Article paru dans le numéro de décembre 2022 de la revue La renaissance de Fleury
 
Péguy est-il illisible ? À ceux qui poseraient cette question singulière, je répondrais immédiatement que le fait même qu’ils la posent… démontre qu’ils ne l’ont pas lu ! Car est-il, justement, un écrivain plus lisible que Charles Péguy ?
Ouvrons pour commencer Les Mystères publiés à la fin de sa trop courte vie, entre les années 1910 et 1913 – et dont le premier reprend en partie la première Jeanne d’Arc parue en 1897.
Lisons – c’est un exemple entre cent ou mille autres – la description de la Nuit à laquelle s’adresse son Créateur dans Le Porche du mystère de la deuxième vertu :
 
« Nuit, tu es la seule qui panses les blessures
Les cœurs endoloris. Tout démanchés.
Tout démembrés.
Ô ma fille aux yeux noirs […]
Ô ma nuit étoilée, je t’ai créée la première
Toi qui endors, qui ensevelis déjà
Dans une Ombre éternelle
Toutes mes créatures.
Les plus inquiètes, le cheval fougueux,
La fourmi laborieuse
Et l’homme, ce monstre d’inquiétude. »[1]
 
Dans ce texte, et tant d’autres, nulle obscurité – si ce n’est celle de la Nuit, dotée cependant de belles clartés. Est-il une littérature moins limpide, moins fluide que celle-là ?
Ce qui caractérise cette écriture c’est sa transparence. Nul apprêt. Le sentiment que les mots coulent de source. Nulle figure qui viendrait orner pesamment le cours du texte, comme d’inutiles et de surabondantes fioritures. Une rhétorique de la simplicité, qui semble l’inverse de la rhétorique. Nombre de figures de style, de comparaisons et de métaphores cependant, mais apparaissant de manière très naturelle.
Qu’on ne s’y trompe pourtant pas. Cela a demandé à l’écrivain beaucoup de temps, de marches inspirées dans Paris ou la campagne, de réflexions – en un mot de travail !
Pour certains, cette écriture aurait finalement le tort d’être trop transparente, et de souffrir de mièvrerie, comme d’anciens catéchismes.
Mais, là encore, quelle erreur !
C’est le contraire d’une littérature infantilisante.
Les rapports de Péguy à la foi furent – on le sait – complexes. Ce serait une erreur, trop souvent faite, hélas, que de voir en lui, y compris quand il revient à une foi qu’il a délaissée, un simple fidéiste.
Non, il y a dans l’Église des choses qui le révulsent. Et il y a dans la religion de sublimes raisons de croire, auxquelles il adhère. Il y a aussi des réalités qu’il ne comprend pas et qui le révoltent. Ainsi le Mal. La petite Jeanne d’Arc ne peut accepter qu’il y ait des damnés. Elle considère que c’est un scandale. Cette question travaillera, torturera Peguy.

### [TRAVAIL DEMANDÉ]
a) Pour chacune des affirmations suivantes, indiquez par oui ou non si elle concorde avec l'extrait sur Péguy, et citez textuellement les mots qui permettent de trancher. (i) Les Mystères ont été publiés entre 1910 et 1913. (ii) L'écriture de Péguy lui est venue sans effort. (iii) La petite Jeanne d'Arc accepte l'existence des damnés.
b) Prolongez l'extrait sur Péguy en reprenant après sa dernière phrase.
Le listing est sans rapport avec l'extrait sur Péguy.

### [DONNÉES FOURNIES]
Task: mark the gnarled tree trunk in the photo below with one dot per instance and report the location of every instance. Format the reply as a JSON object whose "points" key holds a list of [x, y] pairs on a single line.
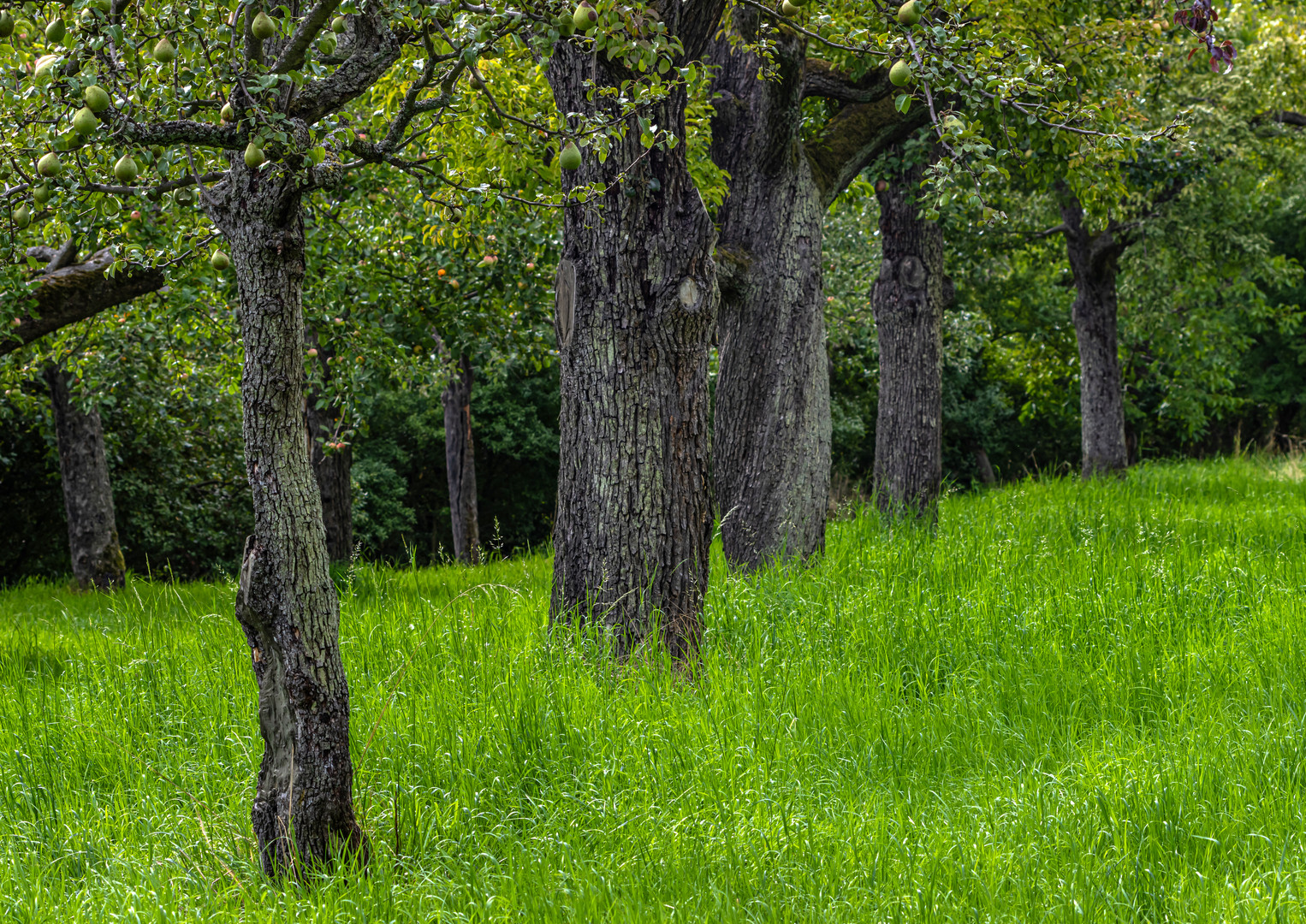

### [CORRIGÉ]
a)
(i) Oui : « publiés à la fin de sa trop courte vie, entre les années 1910 et 1913 »
(ii) Non : « Cela a demandé à l’écrivain beaucoup de temps, de marches inspirées dans Paris ou la campagne, de réflexions – en un mot de travail ! »
(iii) Non : « La petite Jeanne d’Arc ne peut accepter qu’il y ait des damnés. »

b)
Jeanne se propose de se donner tout entière pour « sauver les damnés ». Et Madame Gervaise lui répond avec une totale brutalité :
 
« Taisez-vous ma sœur : vous avez blasphémé.
Car si le fils de l’homme, à son heure suprême
Clama plus qu’un damné l’épouvantable angoisse
Clameur qui sonna faux comme un divin blasphème
 
C’est que le Fils de Dieu savait que la souffrance
Du fils de l’homme est vaine à sauver les damnés.
Et s’affolant plus qu’eux de la désespérance,
Jésus mourant pleura sur les abandonnés. »[2]
 
On le voit : nulle mièvrerie – pas plus que dans le récit de la Passion que Péguy décrit avec un total, un absolu, réalisme :
 
« Sa gorge lui faisait mal.
Qui lui cuisait.
Qui lui brûlait.
Qui lui déchirait.
Sa gorge sèche et qui avait soif.
Son gosier sec.
Son gosier qui avait soif.
Sa main gauche qui brûlait.
Et sa main droite.
Son pied gauche qui lui brûlait.
Et son pied droit.
Parce que sa main gauche était percée.
Et sa main droite.
Et son pied gauche était percé.
Et son pied droit.
Tous ses quatre membres.
Et son flanc qui lui brûlait.
Son flanc percé.
Son cœur percé.
Et son cœur qui lui brûlait.
Et son cœur consumé d’amour.
Son cœur dévoré d’amour. […]
 
Et c’est alors qu’il sut la souffrance infinie
C’est alors qu’il connut, c’est alors qu’il apprit
C’est alors qu’il sentit l’infinie agonie
Et cria comme un fou l’épouvantable angoisse. 
Clameur dont chancela Marie encor debout »[3]
 
Mais, nous dira-t-on, tous les textes de Péguy ne procèdent pas du même réalisme, de la même transparence que Les Mystères. Et il est vrai que l’écriture de Péguy relève de plusieurs registres, même si, on le verra, tout s’enchaîne et si les uns préparent les autres.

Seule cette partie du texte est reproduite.